## Work to complete
- A) Reproduce the part of the oncolytic virus passage that opens with the words containing "Synergy with chemotherapeutic" and closes with "were cured (78).".
- B) In the oncolytic virus passage, patients with what cancer were enrolled in the phase II trial of ONYX-015 with cisplatin and 5-fluorouracil?

The first studies to describe the effects of dual treatment with an oncolytic virus and conventional therapy were performed with the ONYX-015 Ad. The efficacy of this agent combined with cisplatin and 5-fluorouracil was significantly greater than either agent alone in nude mouse tumor xenografts (24). These results led to the design of a phase II trial using these agents in patients with squamous cell carcinoma of the head and neck (29). The results of this study mirrored the preclinical data, including the frequent occurrence of complete remissions in patients treated with combination therapy. Synergy with the chemotherapeutic agents paclitaxel and docetaxel was demonstrated with the prostate cancer-specific oncolytic Ad, CV706, in a xenograft model of prostate cancer (76).

Synergy with chemotherapeutic agents has also been described for HSV. The oncolytic effect of HSV-1716 in combination with mitomycin was synergistic in two of five nonsmall cell lung cancer cell lines in vitro and inhibited tumor growth more efficiently than either agent alone (77). Combination treatment of the HSV mutant G207 and vincristine led to strongly enhanced in vitro cytotoxicity without affecting infection efficiency and replication of G207 in rhabdomyosarcoma cells. In vivo combination treatment of alveolar rhabdomyosar-coma using intravenous G207 and vincristine resulted in complete tumor regression without evidence of regrowth in five of eight animals whereas none of the animals receiving either monotherapy were cured (78).

## Record excerpts
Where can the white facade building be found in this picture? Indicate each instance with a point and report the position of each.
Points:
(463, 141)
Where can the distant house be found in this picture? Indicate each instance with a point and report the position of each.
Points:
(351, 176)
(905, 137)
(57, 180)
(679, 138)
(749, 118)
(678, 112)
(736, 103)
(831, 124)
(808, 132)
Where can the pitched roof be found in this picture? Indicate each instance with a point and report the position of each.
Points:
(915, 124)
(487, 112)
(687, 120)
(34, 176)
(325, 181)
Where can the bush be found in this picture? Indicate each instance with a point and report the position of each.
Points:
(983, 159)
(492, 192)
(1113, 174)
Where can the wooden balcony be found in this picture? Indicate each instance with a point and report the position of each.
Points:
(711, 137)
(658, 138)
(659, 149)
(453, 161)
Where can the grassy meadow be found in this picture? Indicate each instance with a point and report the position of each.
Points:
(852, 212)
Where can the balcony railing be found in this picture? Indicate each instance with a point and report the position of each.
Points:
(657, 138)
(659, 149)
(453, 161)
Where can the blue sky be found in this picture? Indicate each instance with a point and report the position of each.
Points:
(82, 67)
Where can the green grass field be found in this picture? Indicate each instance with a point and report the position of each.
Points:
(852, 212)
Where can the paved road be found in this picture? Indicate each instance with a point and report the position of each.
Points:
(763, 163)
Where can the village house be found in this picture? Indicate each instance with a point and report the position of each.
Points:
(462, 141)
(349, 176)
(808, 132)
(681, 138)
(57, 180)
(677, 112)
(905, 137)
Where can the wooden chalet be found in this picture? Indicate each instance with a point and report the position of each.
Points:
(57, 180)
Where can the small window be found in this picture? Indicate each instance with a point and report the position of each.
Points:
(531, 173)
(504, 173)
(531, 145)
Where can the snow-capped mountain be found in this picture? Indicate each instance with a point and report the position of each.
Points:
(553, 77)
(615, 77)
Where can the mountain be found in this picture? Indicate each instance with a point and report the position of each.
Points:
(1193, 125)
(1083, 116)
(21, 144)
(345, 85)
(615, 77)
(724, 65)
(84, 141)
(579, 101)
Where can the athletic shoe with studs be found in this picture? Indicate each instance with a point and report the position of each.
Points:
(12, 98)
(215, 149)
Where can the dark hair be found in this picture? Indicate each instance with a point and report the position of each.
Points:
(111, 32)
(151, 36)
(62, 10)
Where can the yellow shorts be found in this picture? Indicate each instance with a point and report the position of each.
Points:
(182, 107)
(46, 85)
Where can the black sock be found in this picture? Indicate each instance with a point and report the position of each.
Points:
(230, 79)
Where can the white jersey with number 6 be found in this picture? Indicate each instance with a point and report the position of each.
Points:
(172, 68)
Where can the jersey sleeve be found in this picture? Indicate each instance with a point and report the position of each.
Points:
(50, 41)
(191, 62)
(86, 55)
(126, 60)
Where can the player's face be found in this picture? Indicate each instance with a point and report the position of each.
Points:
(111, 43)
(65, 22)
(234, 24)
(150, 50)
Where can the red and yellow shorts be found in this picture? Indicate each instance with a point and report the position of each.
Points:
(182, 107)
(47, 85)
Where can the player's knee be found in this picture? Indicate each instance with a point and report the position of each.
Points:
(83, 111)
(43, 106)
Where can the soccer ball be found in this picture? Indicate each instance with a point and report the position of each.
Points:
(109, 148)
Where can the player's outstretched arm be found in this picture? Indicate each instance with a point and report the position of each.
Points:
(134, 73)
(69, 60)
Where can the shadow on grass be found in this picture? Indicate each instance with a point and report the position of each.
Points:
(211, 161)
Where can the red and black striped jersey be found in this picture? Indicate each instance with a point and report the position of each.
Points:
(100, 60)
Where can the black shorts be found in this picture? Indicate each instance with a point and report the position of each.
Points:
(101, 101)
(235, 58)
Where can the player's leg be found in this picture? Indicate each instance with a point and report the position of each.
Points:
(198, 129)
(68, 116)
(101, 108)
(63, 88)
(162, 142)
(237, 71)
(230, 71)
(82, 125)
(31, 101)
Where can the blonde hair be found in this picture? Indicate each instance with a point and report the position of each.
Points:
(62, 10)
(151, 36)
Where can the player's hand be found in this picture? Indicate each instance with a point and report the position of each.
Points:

## Your written answers
- A)
Synergy with chemotherapeutic agents has also been described for HSV. The oncolytic effect of HSV-1716 in combination with mitomycin was synergistic in two of five nonsmall cell lung cancer cell lines in vitro and inhibited tumor growth more efficiently than either agent alone (77). Combination treatment of the HSV mutant G207 and vincristine led to strongly enhanced in vitro cytotoxicity without affecting infection efficiency and replication of G207 in rhabdomyosarcoma cells. In vivo combination treatment of alveolar rhabdomyosar-coma using intravenous G207 and vincristine resulted in complete tumor regression without evidence of regrowth in five of eight animals whereas none of the animals receiving either monotherapy were cured (78).

- B) Squamous cell carcinoma of the head and neck.